═══ Рабочие данные ═══

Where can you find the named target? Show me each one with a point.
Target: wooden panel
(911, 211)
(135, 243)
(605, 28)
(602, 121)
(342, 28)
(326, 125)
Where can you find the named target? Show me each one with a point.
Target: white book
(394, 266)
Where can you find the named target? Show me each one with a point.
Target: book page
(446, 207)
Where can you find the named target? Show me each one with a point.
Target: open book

═══

## Цель задания
Перепишите все приведенные строки вместе с запросами, умножив каждую координату в ответах на 1,8. Результаты округлите до целых, половину округляйте в большую сторону.

## Ответ
Where can you find the named target? Show me each one with a point.
Target: wooden panel
(1640, 380)
(243, 437)
(1089, 50)
(1084, 218)
(616, 50)
(587, 225)
Where can you find the named target? Show me each one with a point.
Target: white book
(709, 479)
Where can you find the named target? Show me each one with a point.
Target: book page
(803, 373)
Where can you find the named target? Show me each one with a point.
Target: open book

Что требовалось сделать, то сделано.